PRZETARGI SPECJALNEGO ZNACZENIA (Aleksander Ścios )

avatar użytkownika Redakcja BM24
Kilka dni po tragedii smoleńskiej pojawiła się informacja, że Służba Kontrwywiadu Wojskowego najprawdopodobniej już w momencie katastrofy posiadała nagrania rozmów pilotów samolotu z wieżą kontroli lotów. Informacje, które wpływały do SKW, miały być zbliżone do tych przesyłanych przez zwykłe urządzenia GPS. Były to dane m.in. o położeniu maszyny, jej wysokości i prędkości. Monitorowanie przebiegu i parametrów lotu miało wynikać z faktu, że Tu 154 M był maszyną wojskową, a służby  korzystały z tajnej stacji nasłuchowej. SKW, podobnie jak  Naczelna Prokuratura Wojskowa odmówiły wówczas skomentowania sprawy i do dziś nie pojawiło się żadne wyjaśnienie - czy i jaki dane uzyskano w dniu 10 kwietnia. 
 
Nie trzeba przekonywać, że materiały zgromadzone przez SKW miałyby ogromne znaczenie dla oceny przebiegu tragicznego lotu i pomogły w weryfikacji informacji przekazywanych przez Rosjan, w tym zawartości czarnych skrzynek.
 
 
 
Przełom dla służb rosyjskich.
 
 
 
Tymczasem, sama SKW ma niewiele do powiedzenia na temat katastrofy, a wystąpienia przedstawicieli tej służby dotyczą wyłącznie zapewnień, iż żaden z dowódców wojskowych, którzy zginęli w Smoleńsku, nie miał przy sobie urządzeń umożliwiających gromadzenie lub przetwarzanie informacji niejawnych. Na pokładzie samolotu miało również nie być wojskowych materiałów kryptograficznych.
....
Cel zadania 1:
Dlaczego, według fragmentu tekstu, przebieg i parametry lotu miały być monitorowane?
Tekst i wiersze danych nie mają ze sobą żadnego związku.

Wyciąg z danych:
....
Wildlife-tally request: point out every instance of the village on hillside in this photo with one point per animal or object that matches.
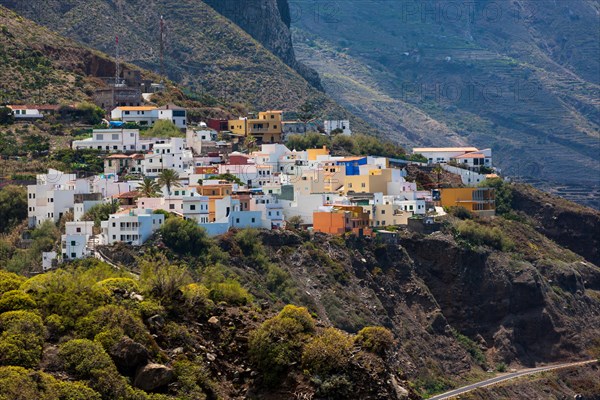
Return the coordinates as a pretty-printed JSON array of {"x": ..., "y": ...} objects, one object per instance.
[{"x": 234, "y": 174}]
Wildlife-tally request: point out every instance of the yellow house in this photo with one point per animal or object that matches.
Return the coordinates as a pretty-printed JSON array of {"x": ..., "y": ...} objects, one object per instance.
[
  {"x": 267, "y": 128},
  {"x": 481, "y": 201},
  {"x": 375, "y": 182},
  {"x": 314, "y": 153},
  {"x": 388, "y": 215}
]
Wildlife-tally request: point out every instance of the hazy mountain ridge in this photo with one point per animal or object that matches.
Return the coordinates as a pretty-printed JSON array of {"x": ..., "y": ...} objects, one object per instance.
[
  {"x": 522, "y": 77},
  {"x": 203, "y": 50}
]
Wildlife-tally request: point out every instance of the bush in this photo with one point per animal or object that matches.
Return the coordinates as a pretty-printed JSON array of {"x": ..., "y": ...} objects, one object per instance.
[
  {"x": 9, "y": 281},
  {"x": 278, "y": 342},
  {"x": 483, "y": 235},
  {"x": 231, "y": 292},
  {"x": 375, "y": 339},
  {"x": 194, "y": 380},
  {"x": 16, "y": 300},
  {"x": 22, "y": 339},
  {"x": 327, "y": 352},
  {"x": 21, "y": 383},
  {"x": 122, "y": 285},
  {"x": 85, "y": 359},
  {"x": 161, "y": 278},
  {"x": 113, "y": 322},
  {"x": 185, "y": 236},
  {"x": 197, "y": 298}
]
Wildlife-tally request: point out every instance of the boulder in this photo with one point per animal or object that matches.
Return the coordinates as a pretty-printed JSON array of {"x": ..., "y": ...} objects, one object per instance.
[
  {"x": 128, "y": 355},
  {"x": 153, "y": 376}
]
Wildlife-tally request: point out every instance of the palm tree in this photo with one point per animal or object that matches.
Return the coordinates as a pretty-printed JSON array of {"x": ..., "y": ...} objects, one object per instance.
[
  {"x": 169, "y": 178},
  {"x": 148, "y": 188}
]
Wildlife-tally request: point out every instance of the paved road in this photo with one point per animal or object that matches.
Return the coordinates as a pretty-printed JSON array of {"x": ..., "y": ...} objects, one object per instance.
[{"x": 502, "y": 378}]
....
Cel zadania 2:
Przekształć w listę JSON ciągów znaków tę część wierszy danych, która zaczyna się linią zawierającą „Wildlife-tally request: point out every instance of the bush” i biegnie do samego końca danych. Każda linia ma stanowić osobny element, a puste linie należy pominąć.

Rozwiązanie 1:
Tu 154 M był maszyną wojskową, a służby korzystały z tajnej stacji nasłuchowej.

Rozwiązanie 2:
[
  "Wildlife-tally request: point out every instance of the bush in this photo with one point per animal or object that matches.",
  "Return the coordinates as a pretty-printed JSON array of {\"x\": ..., \"y\": ...} objects, one object per instance.",
  "[",
  "  {\"x\": 9, \"y\": 281},",
  "  {\"x\": 278, \"y\": 342},",
  "  {\"x\": 483, \"y\": 235},",
  "  {\"x\": 231, \"y\": 292},",
  "  {\"x\": 375, \"y\": 339},",
  "  {\"x\": 194, \"y\": 380},",
  "  {\"x\": 16, \"y\": 300},",
  "  {\"x\": 22, \"y\": 339},",
  "  {\"x\": 327, \"y\": 352},",
  "  {\"x\": 21, \"y\": 383},",
  "  {\"x\": 122, \"y\": 285},",
  "  {\"x\": 85, \"y\": 359},",
  "  {\"x\": 161, \"y\": 278},",
  "  {\"x\": 113, \"y\": 322},",
  "  {\"x\": 185, \"y\": 236},",
  "  {\"x\": 197, \"y\": 298}",
  "]",
  "Wildlife-tally request: point out every instance of the boulder in this photo with one point per animal or object that matches.",
  "Return the coordinates as a pretty-printed JSON array of {\"x\": ..., \"y\": ...} objects, one object per instance.",
  "[",
  "  {\"x\": 128, \"y\": 355},",
  "  {\"x\": 153, \"y\": 376}",
  "]",
  "Wildlife-tally request: point out every instance of the palm tree in this photo with one point per animal or object that matches.",
  "Return the coordinates as a pretty-printed JSON array of {\"x\": ..., \"y\": ...} objects, one object per instance.",
  "[",
  "  {\"x\": 169, \"y\": 178},",
  "  {\"x\": 148, \"y\": 188}",
  "]",
  "Wildlife-tally request: point out every instance of the paved road in this photo with one point per animal or object that matches.",
  "Return the coordinates as a pretty-printed JSON array of {\"x\": ..., \"y\": ...} objects, one object per instance.",
  "[{\"x\": 502, \"y\": 378}]"
]